**Work instructions:** Copy the following records line for line, with no changes.
####################
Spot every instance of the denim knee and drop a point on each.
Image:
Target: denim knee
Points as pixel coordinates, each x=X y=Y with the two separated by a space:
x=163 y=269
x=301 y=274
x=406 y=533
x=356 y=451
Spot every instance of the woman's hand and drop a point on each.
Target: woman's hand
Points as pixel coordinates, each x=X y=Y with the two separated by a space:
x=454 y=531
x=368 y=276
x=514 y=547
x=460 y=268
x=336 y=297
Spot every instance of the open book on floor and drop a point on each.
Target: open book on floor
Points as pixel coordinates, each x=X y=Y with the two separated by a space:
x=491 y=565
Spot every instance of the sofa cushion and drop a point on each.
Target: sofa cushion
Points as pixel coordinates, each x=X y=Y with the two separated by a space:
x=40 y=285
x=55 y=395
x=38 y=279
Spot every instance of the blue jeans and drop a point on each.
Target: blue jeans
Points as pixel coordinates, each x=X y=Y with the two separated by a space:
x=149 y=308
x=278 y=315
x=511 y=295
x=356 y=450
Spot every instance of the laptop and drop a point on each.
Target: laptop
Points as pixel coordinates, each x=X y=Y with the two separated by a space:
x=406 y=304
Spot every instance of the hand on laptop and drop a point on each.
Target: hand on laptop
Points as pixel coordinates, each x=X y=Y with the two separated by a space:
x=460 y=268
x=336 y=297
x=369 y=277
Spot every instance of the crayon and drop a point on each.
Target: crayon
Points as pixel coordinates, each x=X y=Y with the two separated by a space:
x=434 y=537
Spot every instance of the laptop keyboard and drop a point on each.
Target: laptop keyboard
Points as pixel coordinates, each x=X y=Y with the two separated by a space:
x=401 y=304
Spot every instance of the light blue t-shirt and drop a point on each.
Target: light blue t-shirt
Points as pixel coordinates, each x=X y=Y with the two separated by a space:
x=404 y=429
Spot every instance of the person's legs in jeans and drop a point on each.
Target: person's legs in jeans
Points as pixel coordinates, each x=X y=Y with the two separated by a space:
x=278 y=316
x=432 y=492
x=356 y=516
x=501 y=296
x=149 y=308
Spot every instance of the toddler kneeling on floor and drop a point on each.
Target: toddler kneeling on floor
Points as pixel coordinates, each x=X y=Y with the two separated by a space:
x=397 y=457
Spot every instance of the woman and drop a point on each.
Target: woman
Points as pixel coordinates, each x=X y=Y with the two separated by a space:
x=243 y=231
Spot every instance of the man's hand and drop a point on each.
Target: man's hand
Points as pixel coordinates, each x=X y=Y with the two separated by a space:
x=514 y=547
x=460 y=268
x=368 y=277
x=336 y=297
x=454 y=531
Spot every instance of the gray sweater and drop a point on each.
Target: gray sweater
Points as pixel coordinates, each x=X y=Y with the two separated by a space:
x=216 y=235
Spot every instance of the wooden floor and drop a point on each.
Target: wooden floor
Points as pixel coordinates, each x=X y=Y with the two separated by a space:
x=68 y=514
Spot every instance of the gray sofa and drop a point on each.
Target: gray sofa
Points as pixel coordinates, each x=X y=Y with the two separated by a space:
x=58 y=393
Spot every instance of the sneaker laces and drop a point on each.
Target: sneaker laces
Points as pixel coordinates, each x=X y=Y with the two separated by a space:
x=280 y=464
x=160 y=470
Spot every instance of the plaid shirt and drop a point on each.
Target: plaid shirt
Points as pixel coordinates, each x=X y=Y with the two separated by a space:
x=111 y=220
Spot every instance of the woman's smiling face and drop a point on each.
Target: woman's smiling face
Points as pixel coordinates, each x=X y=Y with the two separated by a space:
####################
**Exercise response:**
Spot every instance of the denim knee and drop a point on each.
Image:
Target: denim knee
Points as pixel coordinates, each x=X y=Y with the two separated by a space:
x=163 y=269
x=301 y=274
x=406 y=533
x=356 y=451
Spot every instance of the woman's hand and drop a point on each.
Target: woman's hand
Points as pixel coordinates, each x=X y=Y with the two separated by a space:
x=454 y=531
x=368 y=276
x=514 y=547
x=460 y=268
x=336 y=297
Spot every instance of the open book on floor and drop a point on each.
Target: open book on floor
Points as pixel coordinates, each x=X y=Y with the two separated by a space:
x=491 y=565
Spot every instance of the sofa cushion and drop a point on each.
Target: sofa cushion
Points as pixel coordinates, each x=X y=Y with the two separated by a space:
x=40 y=285
x=55 y=395
x=38 y=279
Spot every instance of the blue jeans and drop a point on each.
Target: blue jeans
Points as pixel coordinates, each x=X y=Y with the two separated by a space:
x=149 y=308
x=278 y=315
x=511 y=295
x=356 y=450
Spot every instance of the laptop and drop a point on each.
Target: laptop
Points as pixel coordinates, each x=X y=Y with the two separated by a space:
x=406 y=304
Spot every instance of the hand on laptop and drop a point on each.
Target: hand on laptop
Points as pixel coordinates, each x=X y=Y with the two separated by a space:
x=460 y=268
x=336 y=297
x=369 y=277
Spot every instance of the crayon and drop a point on each.
Target: crayon
Points as pixel coordinates, each x=X y=Y with the two separated by a space:
x=434 y=537
Spot every instance of the laptop keyboard and drop a point on each.
Target: laptop keyboard
Points as pixel coordinates, each x=X y=Y with the two separated by a space:
x=401 y=304
Spot every instance of the light blue t-shirt and drop a point on each.
Target: light blue t-shirt
Points as pixel coordinates, each x=X y=Y with the two separated by a space:
x=404 y=429
Spot every instance of the person's legs in jeans and drop a point on each.
Target: person's legs in jeans
Points as pixel coordinates, each x=X y=Y with the two separated by a space:
x=278 y=316
x=432 y=492
x=356 y=516
x=501 y=296
x=149 y=308
Spot every instance of the toddler kneeling on floor and drop a point on each.
Target: toddler kneeling on floor
Points as pixel coordinates, each x=X y=Y with the two separated by a space:
x=397 y=457
Spot every instance of the woman and drop a point on each.
Target: woman
Points as pixel coordinates, each x=X y=Y with the two separated by a space:
x=243 y=231
Spot every instance of the man's hand and drop a point on each.
Target: man's hand
Points as pixel coordinates, each x=X y=Y with the two separated by a space:
x=514 y=547
x=460 y=268
x=368 y=277
x=336 y=297
x=454 y=531
Spot every instance of the gray sweater and drop a point on each.
Target: gray sweater
Points as pixel coordinates, each x=X y=Y with the two separated by a space:
x=216 y=235
Spot every instance of the wooden floor and drop a point on each.
Target: wooden floor
Points as pixel coordinates, each x=X y=Y with the two separated by a space:
x=68 y=514
Spot every instance of the gray sofa and drop a point on each.
Target: gray sofa
Points as pixel coordinates, each x=X y=Y with the two separated by a space:
x=58 y=393
Spot every instance of the sneaker laces and drop a point on each.
Target: sneaker laces
Points as pixel coordinates, each x=X y=Y with the two separated by a space:
x=280 y=464
x=160 y=470
Spot every instance of the plaid shirt and drop a point on each.
Target: plaid shirt
Points as pixel coordinates, each x=X y=Y with the two separated by a space:
x=111 y=220
Spot every instance of the woman's smiling face and drop a point on each.
Target: woman's smiling face
Points as pixel coordinates, each x=X y=Y with the two separated by a space:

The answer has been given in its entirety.